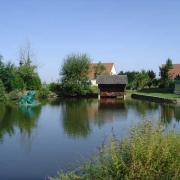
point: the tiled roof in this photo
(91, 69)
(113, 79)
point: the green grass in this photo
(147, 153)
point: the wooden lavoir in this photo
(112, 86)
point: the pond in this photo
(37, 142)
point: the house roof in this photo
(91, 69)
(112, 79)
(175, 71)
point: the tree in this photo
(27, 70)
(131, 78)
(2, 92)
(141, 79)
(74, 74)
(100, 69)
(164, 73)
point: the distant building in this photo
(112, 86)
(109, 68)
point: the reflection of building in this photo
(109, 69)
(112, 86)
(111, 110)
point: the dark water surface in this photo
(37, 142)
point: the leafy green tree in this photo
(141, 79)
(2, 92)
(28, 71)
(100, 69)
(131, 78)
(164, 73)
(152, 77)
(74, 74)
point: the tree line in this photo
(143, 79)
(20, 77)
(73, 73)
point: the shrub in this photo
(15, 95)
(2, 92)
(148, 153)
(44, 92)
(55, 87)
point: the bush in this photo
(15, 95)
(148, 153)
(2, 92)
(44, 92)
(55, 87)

--

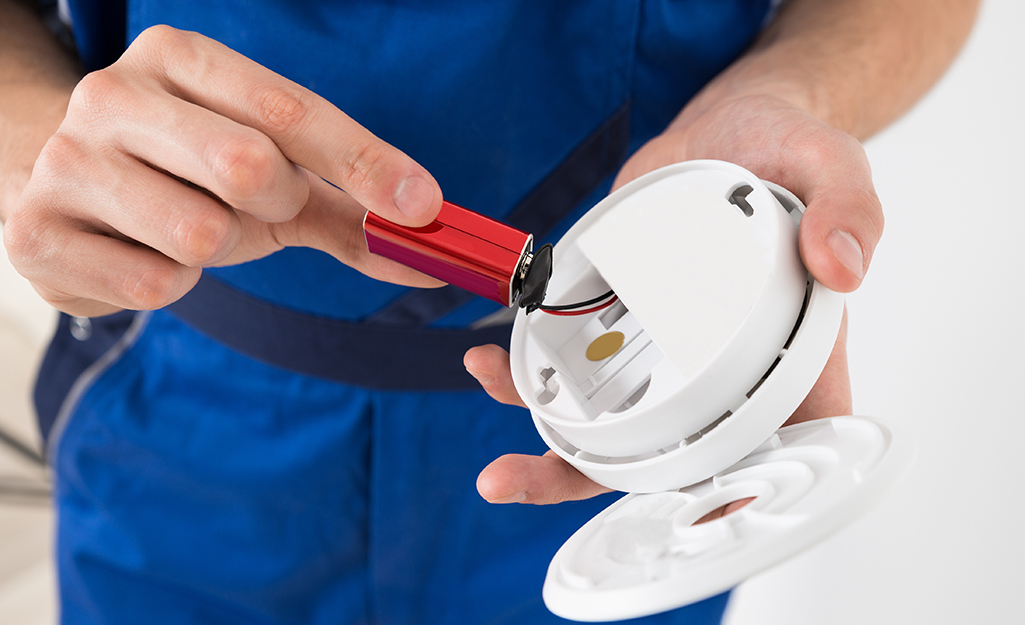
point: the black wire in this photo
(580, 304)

--

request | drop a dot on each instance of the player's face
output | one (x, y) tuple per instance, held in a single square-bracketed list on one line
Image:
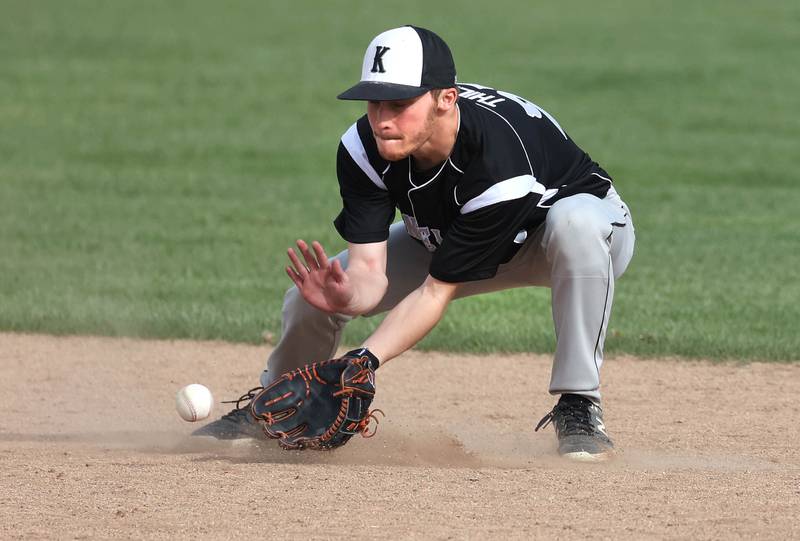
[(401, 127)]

--

- The task -
Extract every line above containing the word "instance".

- Answer to this task -
request | drop a dot on each instance of the player's face
output | one (x, y) tuple per instance, held in a single square-bracketed list on one line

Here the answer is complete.